Rows from a dataset
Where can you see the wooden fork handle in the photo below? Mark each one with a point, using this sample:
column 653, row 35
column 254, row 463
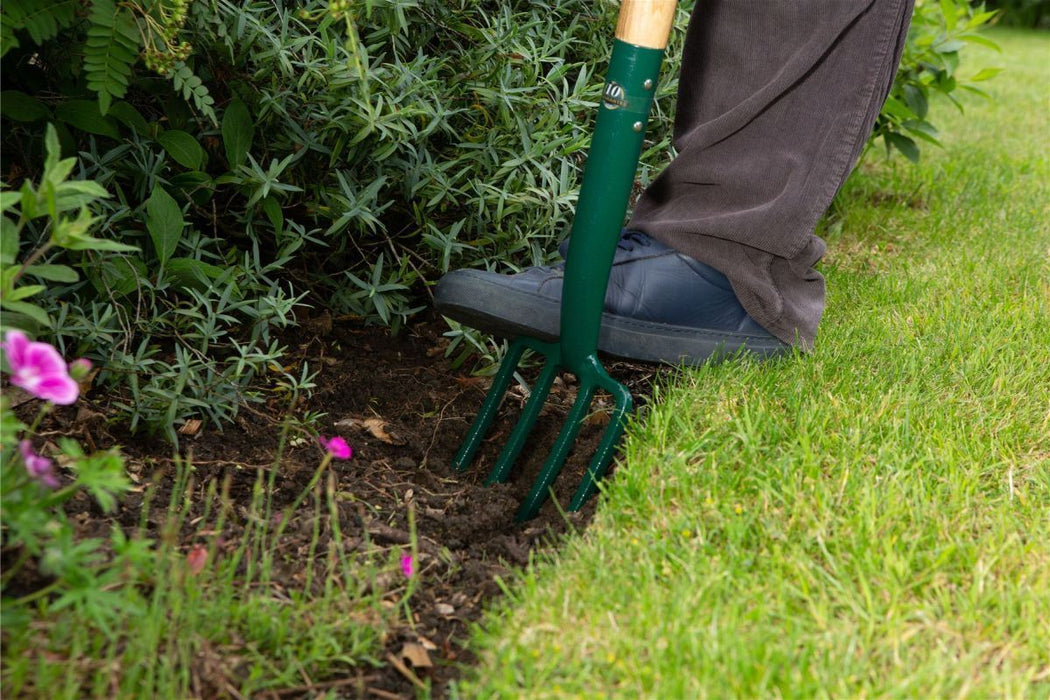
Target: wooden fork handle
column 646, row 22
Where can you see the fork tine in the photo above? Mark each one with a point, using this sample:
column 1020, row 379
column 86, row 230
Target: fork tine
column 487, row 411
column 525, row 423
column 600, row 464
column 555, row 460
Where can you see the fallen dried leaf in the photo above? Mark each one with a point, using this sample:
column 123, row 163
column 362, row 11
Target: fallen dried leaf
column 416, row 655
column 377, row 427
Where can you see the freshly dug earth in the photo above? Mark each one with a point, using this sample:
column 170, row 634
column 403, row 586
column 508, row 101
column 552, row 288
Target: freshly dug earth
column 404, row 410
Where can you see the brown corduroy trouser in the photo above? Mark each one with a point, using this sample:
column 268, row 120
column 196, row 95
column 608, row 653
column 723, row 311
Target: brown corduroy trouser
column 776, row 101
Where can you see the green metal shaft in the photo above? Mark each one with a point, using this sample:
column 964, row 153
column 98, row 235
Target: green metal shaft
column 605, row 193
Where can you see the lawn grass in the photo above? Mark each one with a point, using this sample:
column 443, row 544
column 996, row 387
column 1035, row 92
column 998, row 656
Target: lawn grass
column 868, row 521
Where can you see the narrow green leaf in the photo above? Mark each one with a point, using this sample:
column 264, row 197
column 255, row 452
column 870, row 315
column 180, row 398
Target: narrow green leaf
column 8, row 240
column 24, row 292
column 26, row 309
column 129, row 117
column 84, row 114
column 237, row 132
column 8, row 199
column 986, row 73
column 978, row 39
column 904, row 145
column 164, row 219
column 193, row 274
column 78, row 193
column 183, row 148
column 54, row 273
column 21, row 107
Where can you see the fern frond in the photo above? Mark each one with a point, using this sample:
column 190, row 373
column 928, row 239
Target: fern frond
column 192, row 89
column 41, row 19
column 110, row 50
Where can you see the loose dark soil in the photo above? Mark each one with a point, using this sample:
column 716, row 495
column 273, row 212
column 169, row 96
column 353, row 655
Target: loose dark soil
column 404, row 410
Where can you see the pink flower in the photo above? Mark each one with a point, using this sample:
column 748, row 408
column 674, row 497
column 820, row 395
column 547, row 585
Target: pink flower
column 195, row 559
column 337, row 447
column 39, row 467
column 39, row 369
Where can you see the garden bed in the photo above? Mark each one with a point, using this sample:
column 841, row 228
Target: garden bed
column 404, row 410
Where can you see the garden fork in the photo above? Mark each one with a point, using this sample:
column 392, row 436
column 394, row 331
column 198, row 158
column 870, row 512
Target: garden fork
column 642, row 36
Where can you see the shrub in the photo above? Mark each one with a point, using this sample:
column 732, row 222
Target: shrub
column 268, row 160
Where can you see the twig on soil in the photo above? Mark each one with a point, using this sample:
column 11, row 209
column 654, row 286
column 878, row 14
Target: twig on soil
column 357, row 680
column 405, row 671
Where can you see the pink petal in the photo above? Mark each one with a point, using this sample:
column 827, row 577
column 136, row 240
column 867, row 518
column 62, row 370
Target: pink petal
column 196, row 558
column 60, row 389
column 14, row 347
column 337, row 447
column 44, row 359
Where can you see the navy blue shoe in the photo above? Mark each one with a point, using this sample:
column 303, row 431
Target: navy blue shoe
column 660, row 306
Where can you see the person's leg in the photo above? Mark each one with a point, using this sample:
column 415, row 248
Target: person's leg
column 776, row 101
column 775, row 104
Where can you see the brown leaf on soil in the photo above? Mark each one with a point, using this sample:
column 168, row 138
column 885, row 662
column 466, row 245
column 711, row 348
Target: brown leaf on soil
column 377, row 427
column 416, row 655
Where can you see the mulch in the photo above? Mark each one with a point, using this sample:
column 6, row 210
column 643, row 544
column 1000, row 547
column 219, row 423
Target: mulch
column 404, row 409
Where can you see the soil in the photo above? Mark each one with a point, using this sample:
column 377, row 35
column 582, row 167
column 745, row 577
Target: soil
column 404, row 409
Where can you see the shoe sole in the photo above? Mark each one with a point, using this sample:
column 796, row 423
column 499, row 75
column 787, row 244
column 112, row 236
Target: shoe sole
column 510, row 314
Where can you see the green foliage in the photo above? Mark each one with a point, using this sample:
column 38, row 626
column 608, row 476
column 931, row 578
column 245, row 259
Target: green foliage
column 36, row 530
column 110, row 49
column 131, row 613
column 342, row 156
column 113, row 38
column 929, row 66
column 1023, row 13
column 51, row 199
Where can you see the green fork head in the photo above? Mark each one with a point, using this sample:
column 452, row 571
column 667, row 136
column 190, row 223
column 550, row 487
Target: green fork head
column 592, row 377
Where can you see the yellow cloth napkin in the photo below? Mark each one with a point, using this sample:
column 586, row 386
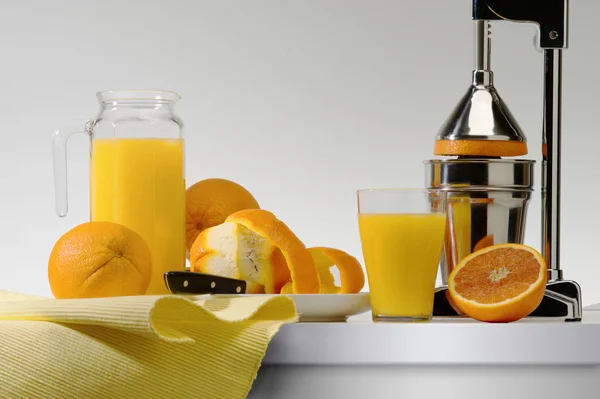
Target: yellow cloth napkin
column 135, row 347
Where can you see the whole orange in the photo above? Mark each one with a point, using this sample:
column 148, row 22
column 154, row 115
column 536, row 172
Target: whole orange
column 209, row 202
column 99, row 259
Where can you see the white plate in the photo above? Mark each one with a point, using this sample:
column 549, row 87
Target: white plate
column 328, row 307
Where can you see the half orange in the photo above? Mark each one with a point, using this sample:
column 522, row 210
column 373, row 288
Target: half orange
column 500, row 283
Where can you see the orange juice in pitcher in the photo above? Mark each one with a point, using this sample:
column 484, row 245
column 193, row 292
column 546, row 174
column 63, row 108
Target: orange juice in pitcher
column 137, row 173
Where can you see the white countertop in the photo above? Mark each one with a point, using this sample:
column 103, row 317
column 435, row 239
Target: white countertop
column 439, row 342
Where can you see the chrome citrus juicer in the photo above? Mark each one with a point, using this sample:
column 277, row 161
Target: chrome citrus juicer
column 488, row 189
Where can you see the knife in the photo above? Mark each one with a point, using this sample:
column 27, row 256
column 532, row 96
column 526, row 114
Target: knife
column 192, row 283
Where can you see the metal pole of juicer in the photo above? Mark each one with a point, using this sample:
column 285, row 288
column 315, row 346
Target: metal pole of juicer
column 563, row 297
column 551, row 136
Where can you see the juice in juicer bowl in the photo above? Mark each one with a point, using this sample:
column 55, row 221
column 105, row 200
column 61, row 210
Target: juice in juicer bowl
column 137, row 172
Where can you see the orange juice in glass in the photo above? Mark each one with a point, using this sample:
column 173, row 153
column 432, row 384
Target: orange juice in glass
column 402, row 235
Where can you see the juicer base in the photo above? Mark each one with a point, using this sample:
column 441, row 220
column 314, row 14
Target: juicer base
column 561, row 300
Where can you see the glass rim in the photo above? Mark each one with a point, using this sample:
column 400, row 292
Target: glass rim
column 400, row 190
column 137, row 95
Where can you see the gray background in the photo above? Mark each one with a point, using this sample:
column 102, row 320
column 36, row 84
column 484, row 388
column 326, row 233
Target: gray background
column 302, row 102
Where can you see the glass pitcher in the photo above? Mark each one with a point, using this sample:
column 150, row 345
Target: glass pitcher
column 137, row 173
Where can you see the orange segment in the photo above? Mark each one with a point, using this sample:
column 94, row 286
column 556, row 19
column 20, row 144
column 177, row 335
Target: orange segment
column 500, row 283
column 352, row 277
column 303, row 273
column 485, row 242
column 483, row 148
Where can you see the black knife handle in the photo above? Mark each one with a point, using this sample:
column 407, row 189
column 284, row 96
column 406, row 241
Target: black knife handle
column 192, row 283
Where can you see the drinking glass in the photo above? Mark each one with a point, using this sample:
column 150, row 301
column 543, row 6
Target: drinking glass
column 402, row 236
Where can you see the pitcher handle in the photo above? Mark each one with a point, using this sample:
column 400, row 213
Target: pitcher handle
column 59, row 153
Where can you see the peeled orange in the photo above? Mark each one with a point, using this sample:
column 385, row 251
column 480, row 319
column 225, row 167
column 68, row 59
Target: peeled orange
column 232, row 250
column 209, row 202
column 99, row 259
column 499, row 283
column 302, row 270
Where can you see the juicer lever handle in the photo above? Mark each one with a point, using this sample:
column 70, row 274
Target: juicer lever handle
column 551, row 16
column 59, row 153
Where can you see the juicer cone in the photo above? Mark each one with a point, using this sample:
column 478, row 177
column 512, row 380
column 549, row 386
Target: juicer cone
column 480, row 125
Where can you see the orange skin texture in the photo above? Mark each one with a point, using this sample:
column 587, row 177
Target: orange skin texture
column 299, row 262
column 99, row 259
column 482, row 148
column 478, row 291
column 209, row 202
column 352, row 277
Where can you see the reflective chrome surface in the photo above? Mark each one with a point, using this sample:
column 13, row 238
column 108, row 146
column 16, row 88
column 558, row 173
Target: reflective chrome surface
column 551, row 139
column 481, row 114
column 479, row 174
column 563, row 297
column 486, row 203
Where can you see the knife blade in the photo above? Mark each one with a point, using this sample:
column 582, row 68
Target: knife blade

### Short problem:
Starting at the line containing "Where can you see the juicer lever" and continuing through the end of the data, write those lines out again, changing "juicer cone" to "citrus reamer" and leaving everything else the same.

### Response below:
Where can you see the juicer lever handle in the photo above? Mark each one with a point, using this sample:
column 70, row 274
Target: juicer lever handle
column 551, row 16
column 59, row 153
Where can you see the citrus reamer in the photo above? Mark each one with a point, using this sample:
column 478, row 177
column 512, row 380
column 549, row 386
Target: citrus reamer
column 480, row 125
Where can you see the orange skin texture in the photo above? Mark each one with a point, using this sample:
column 587, row 177
Target: orange skin texture
column 299, row 262
column 99, row 259
column 482, row 148
column 478, row 291
column 209, row 202
column 352, row 277
Where can you see the reflective chrome surface in the photo above? Mark each one with a point, using this sample:
column 13, row 238
column 108, row 146
column 16, row 88
column 558, row 173
Target: reflective chrome surface
column 551, row 139
column 481, row 114
column 479, row 174
column 563, row 297
column 486, row 203
Where can you see the knife blade in the photo above? Mark each one with a point, using this sample:
column 582, row 68
Target: knife blade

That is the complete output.